═══ DATA ═══

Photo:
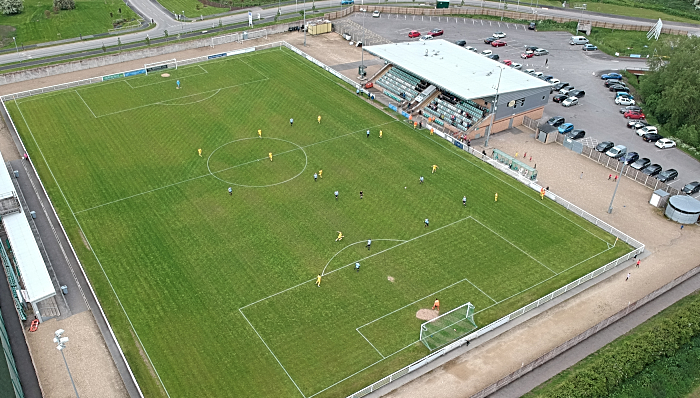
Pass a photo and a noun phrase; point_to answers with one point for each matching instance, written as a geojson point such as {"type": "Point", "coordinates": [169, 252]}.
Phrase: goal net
{"type": "Point", "coordinates": [448, 327]}
{"type": "Point", "coordinates": [156, 66]}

═══

▸ WRITTEN PROBLEM
Can you render the lines above as a JSON list of strings, one string per line, with blank lines and the pictures left out?

▸ EXERCISE ANSWER
[
  "Photo:",
  "Pass a photo and a noun phrase; point_to answers with one point for each matching instance, written as a geojson point such as {\"type\": \"Point\", \"coordinates\": [169, 252]}.",
  "Phrase: goal net",
  "{\"type\": \"Point\", \"coordinates\": [448, 327]}",
  "{\"type\": \"Point\", \"coordinates\": [156, 66]}"
]